# [What you will do]
Print only the line with "vertical stabilizer in the photo above." and the lines after it, ending with the last line of the material, each exactly as it stands.

'''

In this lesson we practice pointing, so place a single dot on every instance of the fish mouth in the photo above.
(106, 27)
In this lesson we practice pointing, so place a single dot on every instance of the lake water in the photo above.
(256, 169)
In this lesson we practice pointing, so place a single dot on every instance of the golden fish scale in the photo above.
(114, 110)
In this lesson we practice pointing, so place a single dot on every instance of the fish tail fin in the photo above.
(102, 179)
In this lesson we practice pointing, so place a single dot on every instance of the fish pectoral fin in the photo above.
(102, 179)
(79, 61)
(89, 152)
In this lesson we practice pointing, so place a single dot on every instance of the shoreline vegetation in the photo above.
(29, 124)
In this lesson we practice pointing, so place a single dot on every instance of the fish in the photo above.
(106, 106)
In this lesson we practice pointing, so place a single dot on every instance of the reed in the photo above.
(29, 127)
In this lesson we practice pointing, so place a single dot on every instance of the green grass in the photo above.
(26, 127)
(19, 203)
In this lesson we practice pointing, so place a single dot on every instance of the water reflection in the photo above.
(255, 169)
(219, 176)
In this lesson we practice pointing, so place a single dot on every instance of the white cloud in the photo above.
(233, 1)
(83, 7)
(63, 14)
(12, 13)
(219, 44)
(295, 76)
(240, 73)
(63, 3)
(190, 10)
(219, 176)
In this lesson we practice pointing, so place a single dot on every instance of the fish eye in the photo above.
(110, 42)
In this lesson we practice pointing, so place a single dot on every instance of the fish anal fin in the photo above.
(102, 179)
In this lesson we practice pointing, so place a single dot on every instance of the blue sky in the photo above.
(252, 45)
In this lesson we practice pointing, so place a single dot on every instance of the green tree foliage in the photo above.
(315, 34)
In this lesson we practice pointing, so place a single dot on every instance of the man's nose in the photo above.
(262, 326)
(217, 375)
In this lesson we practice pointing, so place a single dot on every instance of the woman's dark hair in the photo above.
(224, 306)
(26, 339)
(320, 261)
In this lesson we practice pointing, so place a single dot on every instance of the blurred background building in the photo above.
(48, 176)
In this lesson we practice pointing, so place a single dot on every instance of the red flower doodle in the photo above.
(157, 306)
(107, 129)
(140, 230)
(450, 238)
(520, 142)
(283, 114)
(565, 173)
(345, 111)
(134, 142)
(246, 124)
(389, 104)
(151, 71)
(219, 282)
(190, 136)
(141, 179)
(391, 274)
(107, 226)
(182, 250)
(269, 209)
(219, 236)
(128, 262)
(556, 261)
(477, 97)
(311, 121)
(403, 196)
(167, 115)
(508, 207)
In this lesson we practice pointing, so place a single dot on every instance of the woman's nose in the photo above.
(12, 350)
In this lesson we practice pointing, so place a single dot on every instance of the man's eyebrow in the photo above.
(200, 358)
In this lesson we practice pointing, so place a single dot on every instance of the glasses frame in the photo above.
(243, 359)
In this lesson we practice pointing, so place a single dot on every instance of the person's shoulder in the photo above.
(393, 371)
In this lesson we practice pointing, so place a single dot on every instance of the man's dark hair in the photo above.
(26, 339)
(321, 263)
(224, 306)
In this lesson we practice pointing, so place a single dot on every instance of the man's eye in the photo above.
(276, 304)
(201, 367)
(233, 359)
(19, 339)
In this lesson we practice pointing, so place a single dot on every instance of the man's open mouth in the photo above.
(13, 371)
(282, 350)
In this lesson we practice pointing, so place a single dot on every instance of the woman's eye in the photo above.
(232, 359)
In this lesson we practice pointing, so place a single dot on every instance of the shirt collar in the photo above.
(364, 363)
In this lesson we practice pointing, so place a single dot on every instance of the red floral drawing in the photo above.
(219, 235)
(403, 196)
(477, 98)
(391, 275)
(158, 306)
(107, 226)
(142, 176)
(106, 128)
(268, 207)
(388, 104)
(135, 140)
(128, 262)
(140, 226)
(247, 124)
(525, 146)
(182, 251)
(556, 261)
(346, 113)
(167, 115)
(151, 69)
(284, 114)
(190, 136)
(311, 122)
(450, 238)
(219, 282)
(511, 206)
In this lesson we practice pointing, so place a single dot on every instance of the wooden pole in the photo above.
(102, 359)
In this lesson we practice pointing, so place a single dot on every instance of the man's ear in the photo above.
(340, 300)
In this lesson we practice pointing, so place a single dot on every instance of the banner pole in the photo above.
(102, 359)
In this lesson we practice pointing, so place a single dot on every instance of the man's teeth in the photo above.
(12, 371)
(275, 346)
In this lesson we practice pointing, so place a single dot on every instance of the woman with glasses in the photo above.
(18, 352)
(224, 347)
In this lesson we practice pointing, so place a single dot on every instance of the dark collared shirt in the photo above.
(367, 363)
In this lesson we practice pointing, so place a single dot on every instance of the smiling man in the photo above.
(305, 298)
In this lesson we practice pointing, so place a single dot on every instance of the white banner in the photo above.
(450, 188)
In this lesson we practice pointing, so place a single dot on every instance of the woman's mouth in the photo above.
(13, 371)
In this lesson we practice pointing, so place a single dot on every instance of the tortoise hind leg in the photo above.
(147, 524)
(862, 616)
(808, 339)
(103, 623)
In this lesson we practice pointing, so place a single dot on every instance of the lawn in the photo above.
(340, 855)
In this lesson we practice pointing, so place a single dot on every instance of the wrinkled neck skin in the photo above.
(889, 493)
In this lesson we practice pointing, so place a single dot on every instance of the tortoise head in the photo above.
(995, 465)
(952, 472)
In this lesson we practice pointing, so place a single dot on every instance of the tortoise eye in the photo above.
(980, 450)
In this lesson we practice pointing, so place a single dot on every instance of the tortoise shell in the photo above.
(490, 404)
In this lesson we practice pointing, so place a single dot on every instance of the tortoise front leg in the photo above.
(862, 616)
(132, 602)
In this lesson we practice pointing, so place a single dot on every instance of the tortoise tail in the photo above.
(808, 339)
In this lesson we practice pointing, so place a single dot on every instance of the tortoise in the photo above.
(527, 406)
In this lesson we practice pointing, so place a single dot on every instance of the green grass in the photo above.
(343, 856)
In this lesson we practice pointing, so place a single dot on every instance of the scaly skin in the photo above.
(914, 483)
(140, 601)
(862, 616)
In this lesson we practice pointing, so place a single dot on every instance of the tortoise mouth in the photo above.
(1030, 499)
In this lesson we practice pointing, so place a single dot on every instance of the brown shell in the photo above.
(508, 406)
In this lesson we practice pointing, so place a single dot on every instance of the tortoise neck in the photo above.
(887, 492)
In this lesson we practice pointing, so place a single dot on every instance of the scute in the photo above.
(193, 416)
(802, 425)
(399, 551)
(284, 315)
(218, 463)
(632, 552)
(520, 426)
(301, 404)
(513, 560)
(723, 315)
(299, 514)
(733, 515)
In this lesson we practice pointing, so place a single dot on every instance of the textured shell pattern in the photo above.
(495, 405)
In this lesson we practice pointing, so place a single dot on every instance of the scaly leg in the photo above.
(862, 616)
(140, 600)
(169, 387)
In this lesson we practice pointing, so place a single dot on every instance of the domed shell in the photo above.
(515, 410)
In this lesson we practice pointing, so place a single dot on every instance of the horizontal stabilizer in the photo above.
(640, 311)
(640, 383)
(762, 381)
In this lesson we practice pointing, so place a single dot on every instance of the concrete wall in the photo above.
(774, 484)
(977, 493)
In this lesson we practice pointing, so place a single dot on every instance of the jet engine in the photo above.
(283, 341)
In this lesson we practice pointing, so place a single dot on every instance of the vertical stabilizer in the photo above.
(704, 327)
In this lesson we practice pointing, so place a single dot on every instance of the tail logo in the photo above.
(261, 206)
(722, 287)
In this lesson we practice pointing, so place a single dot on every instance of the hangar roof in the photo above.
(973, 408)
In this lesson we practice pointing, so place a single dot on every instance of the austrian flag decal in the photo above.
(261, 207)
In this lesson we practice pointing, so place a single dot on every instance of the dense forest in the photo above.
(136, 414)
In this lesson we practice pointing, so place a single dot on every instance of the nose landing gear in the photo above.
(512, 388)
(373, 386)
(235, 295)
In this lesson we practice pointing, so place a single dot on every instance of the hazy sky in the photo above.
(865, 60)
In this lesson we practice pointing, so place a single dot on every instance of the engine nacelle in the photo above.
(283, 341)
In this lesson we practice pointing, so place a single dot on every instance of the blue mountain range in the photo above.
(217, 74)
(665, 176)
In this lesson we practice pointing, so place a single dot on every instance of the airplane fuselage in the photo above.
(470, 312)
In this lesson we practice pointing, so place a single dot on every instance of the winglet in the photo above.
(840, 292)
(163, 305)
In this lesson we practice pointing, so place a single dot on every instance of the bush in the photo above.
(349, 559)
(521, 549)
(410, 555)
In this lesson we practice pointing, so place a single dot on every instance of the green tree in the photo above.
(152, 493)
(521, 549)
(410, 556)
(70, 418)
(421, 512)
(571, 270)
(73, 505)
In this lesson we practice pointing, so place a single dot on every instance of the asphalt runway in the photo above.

'''

# [Correct result]
In this lesson we practice pointing, so place a single dot on every instance of the vertical stabilizer in the photo above.
(704, 327)
In this lesson we practice pointing, so place a single dot on every instance of the tail logo in the photo above.
(261, 206)
(722, 287)
In this lesson we practice pointing, so place a single dot on every instance of the hangar roof in the photo above.
(973, 408)
In this lesson we practice pointing, so place a single dot on every instance of the austrian flag decal in the photo above.
(261, 207)
In this lesson we practice pointing, so place a single dot on every instance of the dense forest in the photo above.
(136, 414)
In this lesson we practice pointing, so place a single dot on every instance of the nose landing gear in the photo above.
(512, 388)
(373, 386)
(235, 295)
In this lesson we practice pointing, so place a single dot on every instance of the hazy sky in the photo above.
(865, 60)
In this lesson we practice pointing, so place a single dot on every instance of the engine nacelle in the photo above.
(283, 341)
In this lesson we practice pointing, so place a single dot on every instance of the blue mountain range in the photo above.
(217, 74)
(665, 176)
In this lesson we practice pointing, so place a single dot on every instance of the airplane fuselage in the photo above.
(470, 312)
In this lesson we practice pointing, so place a single dot on every instance of the winglet in the photo above.
(840, 292)
(163, 305)
In this lesson we practice pointing, so place a single dot on every instance of the bush in the photo above.
(349, 559)
(521, 549)
(410, 555)
In this lesson we practice pointing, so place a single dot on every instance of the green tree in the photo above.
(152, 493)
(521, 549)
(410, 556)
(70, 418)
(421, 512)
(571, 270)
(73, 505)
In this lesson we practice pointing, so place a single dot on every instance of the asphalt runway in the photo above.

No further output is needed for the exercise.